[Start SOURCE EXCERPT]

Studio album by Black Stone Cherry
- Released: October 30, 2020
- Studio: Monocle Studios, Sulphur Well, Kentucky
- Genre: Hard rock, Southern rock
- Length: 46:35
- Label: Mascot
- Producer: Black Stone Cherry

Black Stone Cherry chronology
| Family Tree (2018) | The Human Condition (2020) | Screamin' at the Sky (2023) |

Singles from The Human Condition
- "Again" Released: August 6, 2020; "Ringin In My Head" Released: September 17, 2020; "In Love with the Pain" Released: October 22, 2020; "Give Me One Reason" Released: June 28, 2021;

= The Human Condition (Black Stone Cherry album) =

The Human Condition is the seventh studio album by American hard rock band Black Stone Cherry. It was released on October 30, 2020, through Mascot Records, and was their sixth consecutive No. 1 debut on the UK Rock Albums chart. The album's lead single "Again" became their highest charting single on the Canada Rock Chart, as well as their first Top 20 hit on the Mainstream Rock Airplay Chart in the US since "Me and Mary Jane" in 2014. It is the last album to feature founding member and bassist Jon Lawhon, before his departure from the band on June 2, 2021.

On August 27, 2021, the band released a digital deluxe edition of the album, featuring two covers of Tracy Chapman's "Give Me One Reason," as well as live versions of four of the album's original tracks. Their cover has since peaked at No. 25 on the Billboard Mainstream Rock chart.

[End SOURCE EXCERPT]
[Start DATA SHOWN]

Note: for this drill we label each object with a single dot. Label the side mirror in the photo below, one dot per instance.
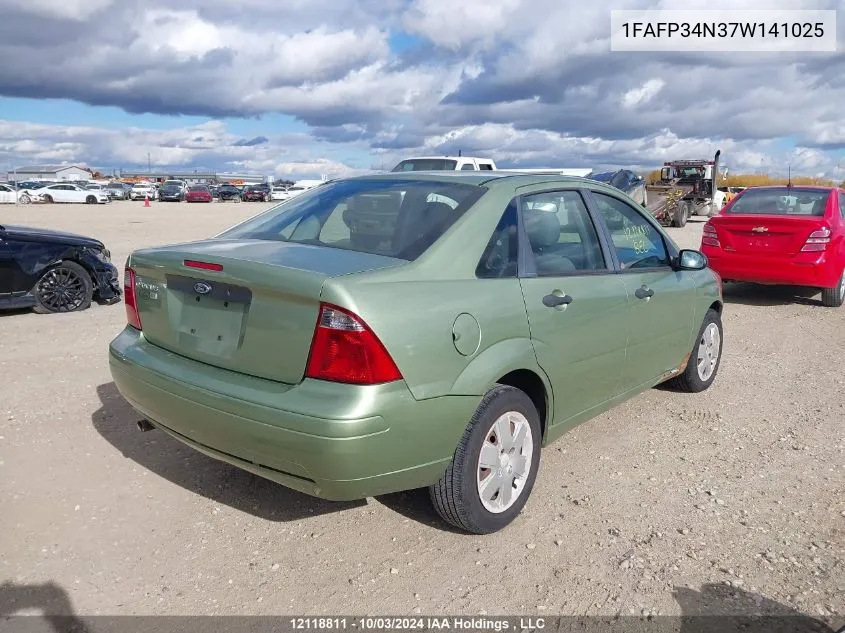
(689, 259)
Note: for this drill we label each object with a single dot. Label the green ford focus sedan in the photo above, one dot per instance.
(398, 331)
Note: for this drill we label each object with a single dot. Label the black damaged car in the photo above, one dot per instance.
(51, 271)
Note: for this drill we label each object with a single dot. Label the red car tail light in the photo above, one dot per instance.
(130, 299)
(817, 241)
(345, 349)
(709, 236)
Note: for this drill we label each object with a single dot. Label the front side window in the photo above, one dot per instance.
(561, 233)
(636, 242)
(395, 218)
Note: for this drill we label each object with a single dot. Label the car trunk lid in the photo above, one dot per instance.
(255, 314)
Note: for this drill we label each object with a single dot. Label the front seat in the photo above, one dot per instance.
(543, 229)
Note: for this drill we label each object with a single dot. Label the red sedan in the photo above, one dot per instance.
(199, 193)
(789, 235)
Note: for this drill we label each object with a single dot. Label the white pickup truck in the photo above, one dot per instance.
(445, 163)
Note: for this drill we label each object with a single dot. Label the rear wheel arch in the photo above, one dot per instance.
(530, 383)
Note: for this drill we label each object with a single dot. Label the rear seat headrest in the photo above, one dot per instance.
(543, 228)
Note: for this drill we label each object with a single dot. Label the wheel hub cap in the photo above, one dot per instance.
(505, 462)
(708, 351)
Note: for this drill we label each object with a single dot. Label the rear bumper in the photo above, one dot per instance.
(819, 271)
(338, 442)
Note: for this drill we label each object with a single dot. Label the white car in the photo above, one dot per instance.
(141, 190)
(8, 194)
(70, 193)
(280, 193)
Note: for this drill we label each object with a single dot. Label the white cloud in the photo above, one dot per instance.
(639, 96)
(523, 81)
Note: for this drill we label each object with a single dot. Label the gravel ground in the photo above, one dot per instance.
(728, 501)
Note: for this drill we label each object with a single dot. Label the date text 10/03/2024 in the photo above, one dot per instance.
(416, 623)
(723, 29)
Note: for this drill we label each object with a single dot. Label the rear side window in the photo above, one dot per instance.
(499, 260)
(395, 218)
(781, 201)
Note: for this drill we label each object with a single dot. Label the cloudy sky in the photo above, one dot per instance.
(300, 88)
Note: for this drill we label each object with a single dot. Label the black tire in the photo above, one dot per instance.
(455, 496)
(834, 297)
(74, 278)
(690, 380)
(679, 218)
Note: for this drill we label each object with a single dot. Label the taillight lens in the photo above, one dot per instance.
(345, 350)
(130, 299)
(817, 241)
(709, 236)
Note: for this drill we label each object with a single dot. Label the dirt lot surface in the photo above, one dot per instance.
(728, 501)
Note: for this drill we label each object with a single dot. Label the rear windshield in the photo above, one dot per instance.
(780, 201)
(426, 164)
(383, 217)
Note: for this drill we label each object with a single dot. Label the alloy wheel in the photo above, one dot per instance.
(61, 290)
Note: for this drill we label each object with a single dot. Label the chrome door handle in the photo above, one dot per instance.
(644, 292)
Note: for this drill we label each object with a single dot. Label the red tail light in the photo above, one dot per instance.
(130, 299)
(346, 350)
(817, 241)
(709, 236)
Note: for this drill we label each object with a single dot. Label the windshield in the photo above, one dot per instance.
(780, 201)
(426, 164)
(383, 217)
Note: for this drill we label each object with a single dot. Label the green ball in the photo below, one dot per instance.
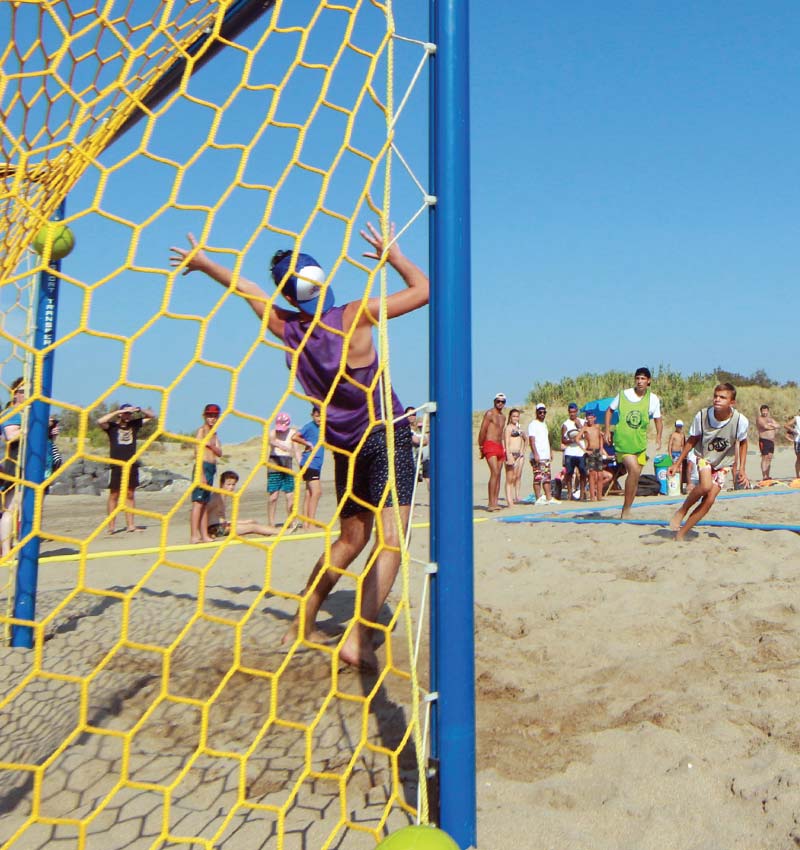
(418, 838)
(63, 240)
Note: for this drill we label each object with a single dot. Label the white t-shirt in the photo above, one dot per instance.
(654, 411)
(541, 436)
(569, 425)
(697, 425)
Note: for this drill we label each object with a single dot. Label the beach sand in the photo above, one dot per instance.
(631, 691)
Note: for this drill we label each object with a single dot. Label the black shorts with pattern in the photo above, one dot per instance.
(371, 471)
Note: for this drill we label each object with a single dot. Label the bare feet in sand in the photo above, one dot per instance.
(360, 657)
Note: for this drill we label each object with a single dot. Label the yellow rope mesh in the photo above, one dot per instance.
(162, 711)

[End DATA SHOWN]

- _REQUIRED ACTIONS_:
A - Edit the article on The Human Condition from "The Human Condition is" up to and including "Mainstream Rock chart." so that "deluxe edition" reads "expanded edition", and give that stretch of the article again.
B - Write out the lines of the listing without any changes, from the line with "the white t-shirt" up to and including the last line of the listing.

- _ANSWERS IN ORDER_:
A -
The Human Condition is the seventh studio album by American hard rock band Black Stone Cherry. It was released on October 30, 2020, through Mascot Records, and was their sixth consecutive No. 1 debut on the UK Rock Albums chart. The album's lead single "Again" became their highest charting single on the Canada Rock Chart, as well as their first Top 20 hit on the Mainstream Rock Airplay Chart in the US since "Me and Mary Jane" in 2014. It is the last album to feature founding member and bassist Jon Lawhon, before his departure from the band on June 2, 2021.

On August 27, 2021, the band released a digital expanded edition of the album, featuring two covers of Tracy Chapman's "Give Me One Reason," as well as live versions of four of the album's original tracks. Their cover has since peaked at No. 25 on the Billboard Mainstream Rock chart.

B -
Note: for this drill we label each object with a single dot. Label the white t-shirt in the photo above, one dot per instance.
(654, 411)
(541, 436)
(569, 425)
(697, 425)
Note: for this drill we label each object with a single dot. Label the beach sand in the photo above, one dot per instance.
(631, 691)
Note: for this drill we label each object with a single dot. Label the black shorts with pattern in the photo above, one dot per instance.
(371, 471)
Note: for this drill we label each object with a single dot. Label the bare feet in sand in the photo above, one dot per instance.
(360, 657)
Note: for this drill we label each object with a single dot. Label the yellow rope mesh in the photo above, one dot per instance.
(162, 711)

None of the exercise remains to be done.